TASK INSTRUCTIONS —
Reproduce the listing from the line with "TARGET: fence post" to the line with "387), (924, 352)]", swapping "marker" for "dot" and leaving everything else unchanged.

Dataset excerpts on object pointing —
=-=-=
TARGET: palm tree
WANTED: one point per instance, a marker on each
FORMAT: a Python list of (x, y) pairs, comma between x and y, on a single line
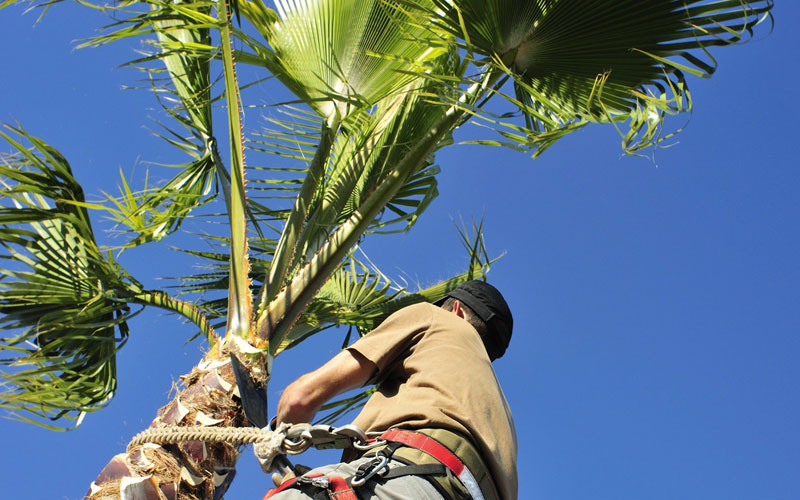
[(380, 86)]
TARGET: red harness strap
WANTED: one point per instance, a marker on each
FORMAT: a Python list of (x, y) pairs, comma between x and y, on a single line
[(337, 487), (438, 451)]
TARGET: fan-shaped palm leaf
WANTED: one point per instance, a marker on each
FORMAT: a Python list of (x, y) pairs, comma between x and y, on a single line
[(576, 62), (329, 53)]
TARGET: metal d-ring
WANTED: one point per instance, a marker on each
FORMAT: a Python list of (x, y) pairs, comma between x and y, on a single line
[(384, 461)]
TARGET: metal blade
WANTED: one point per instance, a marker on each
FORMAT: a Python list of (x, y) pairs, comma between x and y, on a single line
[(254, 399)]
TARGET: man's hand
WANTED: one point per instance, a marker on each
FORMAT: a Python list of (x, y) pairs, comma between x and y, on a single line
[(304, 397)]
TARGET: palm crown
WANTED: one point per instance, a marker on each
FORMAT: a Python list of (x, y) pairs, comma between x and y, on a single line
[(380, 86)]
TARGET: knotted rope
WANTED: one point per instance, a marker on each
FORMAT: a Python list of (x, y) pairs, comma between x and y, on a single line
[(267, 444)]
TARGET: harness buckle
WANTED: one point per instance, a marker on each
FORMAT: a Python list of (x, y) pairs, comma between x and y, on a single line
[(363, 475)]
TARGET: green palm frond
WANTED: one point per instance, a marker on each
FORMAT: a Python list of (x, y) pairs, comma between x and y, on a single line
[(359, 295), (325, 51), (64, 303), (574, 62), (57, 300), (180, 79)]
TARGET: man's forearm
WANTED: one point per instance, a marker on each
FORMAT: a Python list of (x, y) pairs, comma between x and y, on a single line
[(303, 398)]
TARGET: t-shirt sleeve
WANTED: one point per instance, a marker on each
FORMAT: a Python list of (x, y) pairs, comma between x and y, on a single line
[(393, 339)]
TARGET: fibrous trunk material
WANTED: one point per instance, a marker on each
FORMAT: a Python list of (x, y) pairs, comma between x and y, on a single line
[(191, 470)]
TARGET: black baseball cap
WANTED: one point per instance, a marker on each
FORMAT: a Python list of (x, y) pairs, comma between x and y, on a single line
[(490, 306)]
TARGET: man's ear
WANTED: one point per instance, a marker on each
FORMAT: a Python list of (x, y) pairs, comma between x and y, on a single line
[(458, 309)]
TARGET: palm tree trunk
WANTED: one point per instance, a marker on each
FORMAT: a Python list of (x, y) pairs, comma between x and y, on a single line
[(190, 470)]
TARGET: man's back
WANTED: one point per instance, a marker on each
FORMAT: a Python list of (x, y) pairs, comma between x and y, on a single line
[(433, 371)]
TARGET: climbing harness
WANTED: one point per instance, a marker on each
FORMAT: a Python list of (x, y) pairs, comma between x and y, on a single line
[(436, 454), (428, 457)]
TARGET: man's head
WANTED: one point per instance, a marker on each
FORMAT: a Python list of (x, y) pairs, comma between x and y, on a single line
[(486, 310)]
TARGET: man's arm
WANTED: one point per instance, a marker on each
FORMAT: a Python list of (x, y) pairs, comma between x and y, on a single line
[(302, 399)]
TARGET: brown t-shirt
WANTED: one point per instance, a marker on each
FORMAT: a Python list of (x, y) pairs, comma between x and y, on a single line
[(433, 371)]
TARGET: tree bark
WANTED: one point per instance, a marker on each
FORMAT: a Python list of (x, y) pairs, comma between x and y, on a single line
[(187, 471)]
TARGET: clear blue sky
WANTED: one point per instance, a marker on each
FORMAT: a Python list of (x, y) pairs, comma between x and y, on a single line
[(656, 301)]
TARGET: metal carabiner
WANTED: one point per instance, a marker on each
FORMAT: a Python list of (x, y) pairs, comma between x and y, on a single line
[(383, 463)]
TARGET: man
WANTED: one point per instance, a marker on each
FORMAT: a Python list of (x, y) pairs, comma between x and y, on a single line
[(435, 382)]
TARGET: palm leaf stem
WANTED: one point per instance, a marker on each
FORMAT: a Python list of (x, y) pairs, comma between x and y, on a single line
[(189, 311), (287, 245), (239, 297)]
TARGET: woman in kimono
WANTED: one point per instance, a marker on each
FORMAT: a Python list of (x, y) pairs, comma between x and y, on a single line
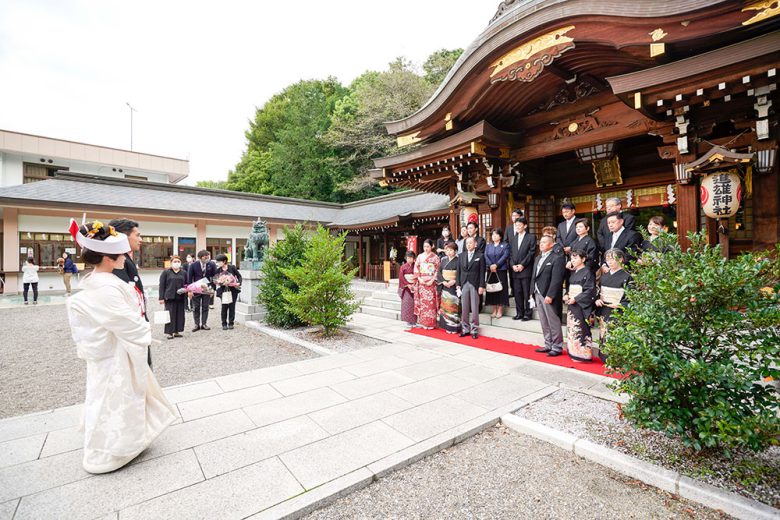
[(612, 292), (449, 314), (585, 243), (580, 298), (406, 291), (497, 262), (125, 409), (174, 296), (426, 296)]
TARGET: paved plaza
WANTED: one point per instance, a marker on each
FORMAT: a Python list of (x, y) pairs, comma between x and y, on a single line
[(277, 440)]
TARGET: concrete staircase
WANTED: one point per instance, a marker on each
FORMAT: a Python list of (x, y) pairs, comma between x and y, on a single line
[(384, 302)]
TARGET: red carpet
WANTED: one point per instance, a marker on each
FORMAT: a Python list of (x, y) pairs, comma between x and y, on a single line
[(512, 348)]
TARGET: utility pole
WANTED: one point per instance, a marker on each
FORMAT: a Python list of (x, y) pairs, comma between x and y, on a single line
[(131, 123)]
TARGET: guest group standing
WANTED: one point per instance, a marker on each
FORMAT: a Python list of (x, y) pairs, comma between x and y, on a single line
[(445, 285)]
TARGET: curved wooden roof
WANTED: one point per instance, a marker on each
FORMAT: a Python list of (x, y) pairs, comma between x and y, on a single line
[(608, 38)]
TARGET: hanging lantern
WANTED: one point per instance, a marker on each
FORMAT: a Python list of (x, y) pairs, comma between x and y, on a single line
[(720, 194)]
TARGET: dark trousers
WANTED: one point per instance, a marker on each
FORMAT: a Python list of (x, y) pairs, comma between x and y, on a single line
[(35, 290), (176, 309), (200, 308), (521, 288), (229, 313)]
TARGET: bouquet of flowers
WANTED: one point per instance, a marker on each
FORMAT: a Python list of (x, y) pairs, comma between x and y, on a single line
[(200, 287), (226, 280)]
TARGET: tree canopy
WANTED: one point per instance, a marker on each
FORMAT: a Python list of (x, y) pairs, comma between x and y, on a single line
[(316, 138)]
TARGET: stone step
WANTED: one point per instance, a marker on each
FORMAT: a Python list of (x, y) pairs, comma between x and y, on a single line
[(384, 304), (382, 313)]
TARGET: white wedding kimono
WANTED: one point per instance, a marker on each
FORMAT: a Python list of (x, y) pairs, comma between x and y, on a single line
[(125, 409)]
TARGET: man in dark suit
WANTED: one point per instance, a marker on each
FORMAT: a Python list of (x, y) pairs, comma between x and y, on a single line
[(471, 286), (627, 240), (510, 228), (614, 205), (521, 260), (203, 268), (567, 233), (129, 273), (547, 287)]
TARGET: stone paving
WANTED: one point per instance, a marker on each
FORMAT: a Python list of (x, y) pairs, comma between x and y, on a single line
[(276, 441)]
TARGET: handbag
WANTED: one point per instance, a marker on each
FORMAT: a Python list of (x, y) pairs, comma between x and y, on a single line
[(162, 317), (495, 286)]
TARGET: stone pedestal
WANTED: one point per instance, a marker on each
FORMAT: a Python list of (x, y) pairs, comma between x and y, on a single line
[(247, 308)]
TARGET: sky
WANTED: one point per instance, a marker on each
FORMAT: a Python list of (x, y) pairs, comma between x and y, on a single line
[(195, 71)]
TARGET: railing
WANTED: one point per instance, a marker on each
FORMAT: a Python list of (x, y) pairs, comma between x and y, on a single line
[(376, 272)]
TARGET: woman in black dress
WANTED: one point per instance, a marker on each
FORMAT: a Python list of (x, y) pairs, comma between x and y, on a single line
[(585, 243), (612, 292), (580, 298), (171, 282)]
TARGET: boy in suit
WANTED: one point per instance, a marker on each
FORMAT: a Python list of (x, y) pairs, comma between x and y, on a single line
[(471, 285), (521, 260), (203, 268), (547, 287)]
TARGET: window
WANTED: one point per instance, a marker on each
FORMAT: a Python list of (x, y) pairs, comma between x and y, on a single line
[(39, 172), (155, 251), (45, 248)]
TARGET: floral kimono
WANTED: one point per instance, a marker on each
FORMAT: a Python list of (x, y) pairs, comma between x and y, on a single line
[(125, 409), (579, 340), (426, 297)]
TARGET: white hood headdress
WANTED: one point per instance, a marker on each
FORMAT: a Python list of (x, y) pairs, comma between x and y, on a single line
[(114, 244)]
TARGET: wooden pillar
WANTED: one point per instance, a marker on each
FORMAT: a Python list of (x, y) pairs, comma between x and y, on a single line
[(360, 255), (687, 212), (11, 265)]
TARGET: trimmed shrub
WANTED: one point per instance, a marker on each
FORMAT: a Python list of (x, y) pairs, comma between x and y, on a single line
[(698, 345), (283, 254), (323, 296)]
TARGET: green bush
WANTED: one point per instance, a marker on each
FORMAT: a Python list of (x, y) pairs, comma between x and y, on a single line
[(698, 343), (323, 296), (284, 253)]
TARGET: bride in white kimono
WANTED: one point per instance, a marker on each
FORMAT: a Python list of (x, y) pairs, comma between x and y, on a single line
[(125, 409)]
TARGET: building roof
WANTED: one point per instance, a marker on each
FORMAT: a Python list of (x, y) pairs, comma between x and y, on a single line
[(176, 169), (77, 191)]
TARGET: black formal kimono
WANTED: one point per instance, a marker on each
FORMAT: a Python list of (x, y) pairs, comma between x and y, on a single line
[(175, 303), (449, 303), (588, 245), (579, 340), (617, 280), (229, 309)]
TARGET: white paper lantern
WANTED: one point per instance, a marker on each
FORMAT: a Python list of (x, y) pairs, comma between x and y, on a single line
[(720, 194)]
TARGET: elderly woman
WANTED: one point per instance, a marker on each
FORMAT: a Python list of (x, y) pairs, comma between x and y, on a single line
[(125, 409), (426, 295), (174, 296)]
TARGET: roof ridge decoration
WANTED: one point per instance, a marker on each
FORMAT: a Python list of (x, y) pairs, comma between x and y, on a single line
[(526, 62)]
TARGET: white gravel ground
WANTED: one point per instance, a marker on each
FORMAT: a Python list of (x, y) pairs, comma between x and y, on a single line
[(40, 369), (755, 476), (500, 474)]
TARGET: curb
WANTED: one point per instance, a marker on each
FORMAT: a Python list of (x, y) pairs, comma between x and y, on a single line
[(274, 333), (329, 492), (667, 480)]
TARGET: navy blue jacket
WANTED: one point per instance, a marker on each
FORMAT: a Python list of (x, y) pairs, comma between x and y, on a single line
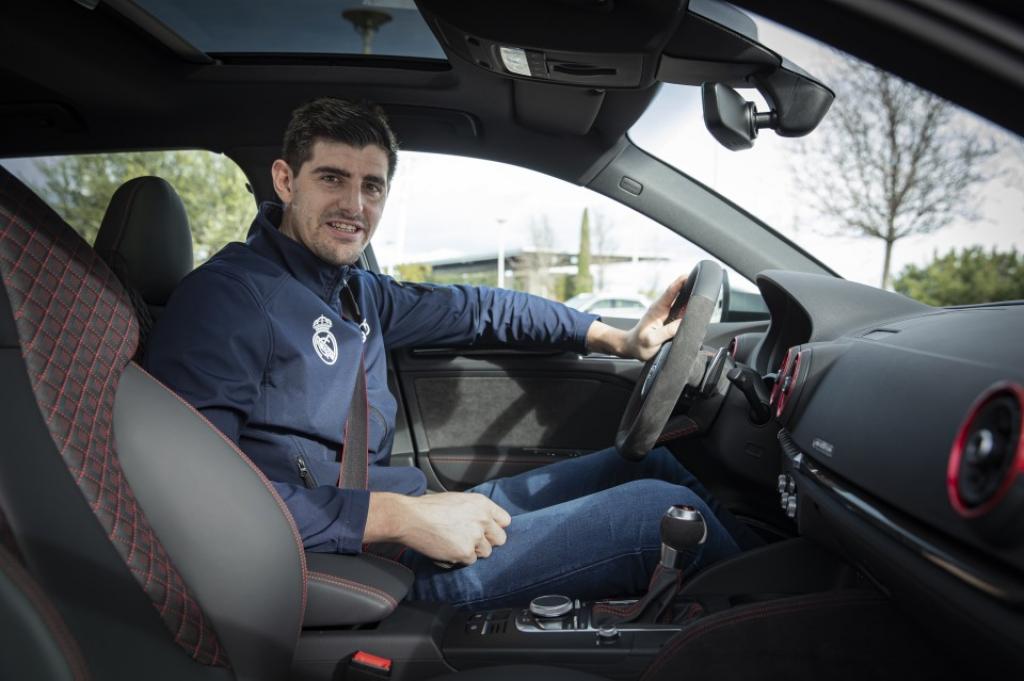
[(255, 340)]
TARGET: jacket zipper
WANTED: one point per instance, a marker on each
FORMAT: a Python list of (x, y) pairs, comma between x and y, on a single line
[(304, 474)]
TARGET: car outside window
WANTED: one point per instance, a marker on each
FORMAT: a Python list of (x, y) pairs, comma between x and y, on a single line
[(459, 220), (79, 187), (943, 226)]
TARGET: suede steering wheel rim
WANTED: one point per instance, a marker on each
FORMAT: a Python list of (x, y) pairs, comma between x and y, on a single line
[(667, 374)]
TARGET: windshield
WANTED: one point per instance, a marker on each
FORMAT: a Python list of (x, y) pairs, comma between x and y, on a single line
[(896, 187)]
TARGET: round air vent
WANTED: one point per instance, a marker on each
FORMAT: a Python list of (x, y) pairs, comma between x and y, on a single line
[(987, 457)]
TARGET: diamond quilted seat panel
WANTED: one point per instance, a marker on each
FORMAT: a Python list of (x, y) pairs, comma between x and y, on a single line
[(78, 333)]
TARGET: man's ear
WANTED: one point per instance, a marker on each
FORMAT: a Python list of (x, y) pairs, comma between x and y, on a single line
[(282, 174)]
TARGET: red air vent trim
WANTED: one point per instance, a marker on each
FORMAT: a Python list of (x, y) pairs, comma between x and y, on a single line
[(956, 455)]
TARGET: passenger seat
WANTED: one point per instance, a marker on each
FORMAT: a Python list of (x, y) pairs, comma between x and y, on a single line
[(145, 239)]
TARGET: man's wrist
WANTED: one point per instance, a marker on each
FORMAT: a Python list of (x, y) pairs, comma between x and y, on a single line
[(384, 521), (607, 340)]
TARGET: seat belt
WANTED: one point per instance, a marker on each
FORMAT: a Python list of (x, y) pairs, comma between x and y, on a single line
[(354, 454)]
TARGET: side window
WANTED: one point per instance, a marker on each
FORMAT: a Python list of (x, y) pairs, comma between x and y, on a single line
[(460, 220), (79, 188)]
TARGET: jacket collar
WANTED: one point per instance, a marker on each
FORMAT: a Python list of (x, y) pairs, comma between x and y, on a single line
[(322, 278)]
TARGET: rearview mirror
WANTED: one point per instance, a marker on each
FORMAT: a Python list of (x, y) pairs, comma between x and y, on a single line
[(729, 118)]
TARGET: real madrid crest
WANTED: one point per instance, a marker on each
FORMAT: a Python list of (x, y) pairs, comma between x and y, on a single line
[(324, 341)]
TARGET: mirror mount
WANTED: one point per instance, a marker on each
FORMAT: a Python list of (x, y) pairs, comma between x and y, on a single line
[(730, 119)]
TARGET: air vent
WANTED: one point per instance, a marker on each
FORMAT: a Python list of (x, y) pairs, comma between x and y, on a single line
[(987, 457), (785, 385)]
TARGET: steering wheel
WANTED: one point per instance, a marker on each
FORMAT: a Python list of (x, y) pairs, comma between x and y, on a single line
[(676, 365)]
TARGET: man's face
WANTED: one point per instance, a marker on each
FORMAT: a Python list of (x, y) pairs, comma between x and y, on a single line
[(334, 203)]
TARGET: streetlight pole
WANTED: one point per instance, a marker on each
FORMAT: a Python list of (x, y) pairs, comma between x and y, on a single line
[(501, 253)]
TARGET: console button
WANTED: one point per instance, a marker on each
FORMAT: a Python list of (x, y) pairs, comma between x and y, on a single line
[(551, 606)]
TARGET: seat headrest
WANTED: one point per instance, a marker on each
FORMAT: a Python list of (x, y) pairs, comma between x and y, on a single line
[(145, 238)]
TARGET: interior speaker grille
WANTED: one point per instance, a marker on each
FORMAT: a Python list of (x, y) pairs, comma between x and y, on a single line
[(988, 453)]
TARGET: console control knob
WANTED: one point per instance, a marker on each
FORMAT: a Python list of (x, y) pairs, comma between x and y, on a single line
[(791, 506), (551, 606)]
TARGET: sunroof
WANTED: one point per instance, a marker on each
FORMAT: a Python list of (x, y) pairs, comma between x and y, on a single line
[(384, 28)]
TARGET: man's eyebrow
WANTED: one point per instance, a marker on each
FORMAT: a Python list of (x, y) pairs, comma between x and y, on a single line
[(331, 170), (334, 170)]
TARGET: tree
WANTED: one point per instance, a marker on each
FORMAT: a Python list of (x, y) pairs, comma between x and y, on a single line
[(973, 275), (604, 244), (539, 259), (584, 282), (892, 160), (212, 187), (415, 271)]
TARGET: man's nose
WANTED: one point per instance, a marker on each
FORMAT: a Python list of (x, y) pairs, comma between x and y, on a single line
[(350, 200)]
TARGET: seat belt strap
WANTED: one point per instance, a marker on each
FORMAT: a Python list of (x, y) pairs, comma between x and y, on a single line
[(354, 455)]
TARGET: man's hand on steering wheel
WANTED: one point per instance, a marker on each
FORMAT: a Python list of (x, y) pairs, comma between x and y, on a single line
[(642, 341), (654, 328)]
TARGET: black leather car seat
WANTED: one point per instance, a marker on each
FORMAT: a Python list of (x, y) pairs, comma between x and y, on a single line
[(164, 552), (145, 239), (186, 568)]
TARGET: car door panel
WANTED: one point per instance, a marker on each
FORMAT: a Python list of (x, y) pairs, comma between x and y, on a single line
[(477, 414)]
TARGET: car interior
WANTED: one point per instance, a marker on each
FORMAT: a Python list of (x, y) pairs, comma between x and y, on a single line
[(873, 443)]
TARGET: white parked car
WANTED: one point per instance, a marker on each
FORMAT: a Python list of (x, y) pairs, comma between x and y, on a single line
[(622, 305)]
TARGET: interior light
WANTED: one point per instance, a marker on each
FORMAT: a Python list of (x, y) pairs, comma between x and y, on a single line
[(514, 59)]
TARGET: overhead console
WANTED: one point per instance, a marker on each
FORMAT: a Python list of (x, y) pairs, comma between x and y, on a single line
[(629, 44)]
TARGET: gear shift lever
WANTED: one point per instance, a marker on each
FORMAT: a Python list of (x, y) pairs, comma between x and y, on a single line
[(683, 530)]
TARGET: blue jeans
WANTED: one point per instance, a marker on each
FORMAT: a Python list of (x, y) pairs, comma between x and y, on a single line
[(586, 527)]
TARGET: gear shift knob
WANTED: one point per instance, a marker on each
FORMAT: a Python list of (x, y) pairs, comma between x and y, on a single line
[(682, 528)]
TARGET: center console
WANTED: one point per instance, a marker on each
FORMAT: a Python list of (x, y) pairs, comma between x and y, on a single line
[(557, 631), (607, 638)]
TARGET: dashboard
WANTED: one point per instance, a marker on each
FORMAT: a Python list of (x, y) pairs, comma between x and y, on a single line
[(900, 428)]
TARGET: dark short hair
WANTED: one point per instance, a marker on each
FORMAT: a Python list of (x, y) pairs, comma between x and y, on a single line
[(354, 123)]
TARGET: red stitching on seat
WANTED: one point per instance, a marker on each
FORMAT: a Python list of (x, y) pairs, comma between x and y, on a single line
[(355, 586), (710, 625), (255, 469), (77, 333)]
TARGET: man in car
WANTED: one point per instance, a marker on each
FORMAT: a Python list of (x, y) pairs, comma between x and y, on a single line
[(268, 338)]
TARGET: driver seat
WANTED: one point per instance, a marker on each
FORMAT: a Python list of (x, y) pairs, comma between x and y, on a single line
[(162, 550)]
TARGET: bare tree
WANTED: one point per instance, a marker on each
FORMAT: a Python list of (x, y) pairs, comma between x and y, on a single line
[(892, 160), (539, 260)]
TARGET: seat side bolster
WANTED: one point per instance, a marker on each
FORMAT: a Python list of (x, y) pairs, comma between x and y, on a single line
[(224, 527), (352, 590)]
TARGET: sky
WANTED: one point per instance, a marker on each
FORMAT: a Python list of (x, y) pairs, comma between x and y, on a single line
[(440, 206)]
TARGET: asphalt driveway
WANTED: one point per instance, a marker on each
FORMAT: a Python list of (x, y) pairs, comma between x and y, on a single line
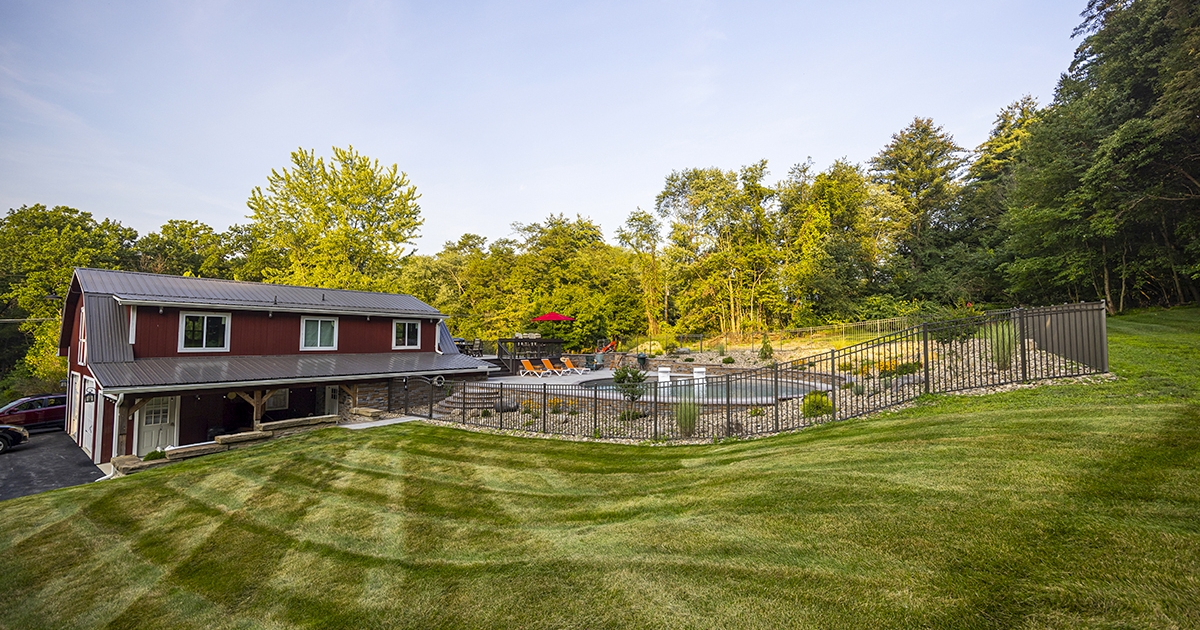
[(47, 461)]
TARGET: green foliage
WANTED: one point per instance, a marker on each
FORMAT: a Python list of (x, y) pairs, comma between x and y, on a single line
[(340, 225), (1123, 507), (40, 249), (185, 249), (816, 403), (766, 352), (630, 382), (629, 415), (1104, 199)]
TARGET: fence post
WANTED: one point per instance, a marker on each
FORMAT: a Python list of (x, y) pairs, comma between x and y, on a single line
[(1025, 357), (775, 393), (729, 405), (833, 384), (657, 387), (924, 352)]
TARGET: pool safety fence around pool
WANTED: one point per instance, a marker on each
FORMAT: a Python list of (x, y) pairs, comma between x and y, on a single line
[(997, 348)]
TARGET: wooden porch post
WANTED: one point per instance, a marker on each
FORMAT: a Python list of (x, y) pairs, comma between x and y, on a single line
[(124, 414), (353, 393), (258, 402)]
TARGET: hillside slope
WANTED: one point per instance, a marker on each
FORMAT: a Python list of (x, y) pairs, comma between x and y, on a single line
[(1068, 505)]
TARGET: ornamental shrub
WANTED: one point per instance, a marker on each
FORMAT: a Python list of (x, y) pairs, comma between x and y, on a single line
[(766, 352)]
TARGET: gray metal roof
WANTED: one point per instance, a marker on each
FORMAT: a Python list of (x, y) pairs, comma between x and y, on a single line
[(108, 330), (130, 287), (214, 372)]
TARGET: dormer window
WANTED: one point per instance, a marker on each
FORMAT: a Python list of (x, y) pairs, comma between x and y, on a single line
[(407, 335), (203, 331), (318, 334)]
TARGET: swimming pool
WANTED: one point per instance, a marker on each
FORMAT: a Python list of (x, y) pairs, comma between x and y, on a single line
[(713, 389)]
=-=-=
SOLVED EXERCISE —
TARGET: fence post
WANTED: one point per instance, a dot on each
FORMAT: a Python list of (x, y) pairs, comma between x and y, on a single line
[(1025, 357), (775, 393), (729, 405), (833, 384), (657, 387), (924, 352)]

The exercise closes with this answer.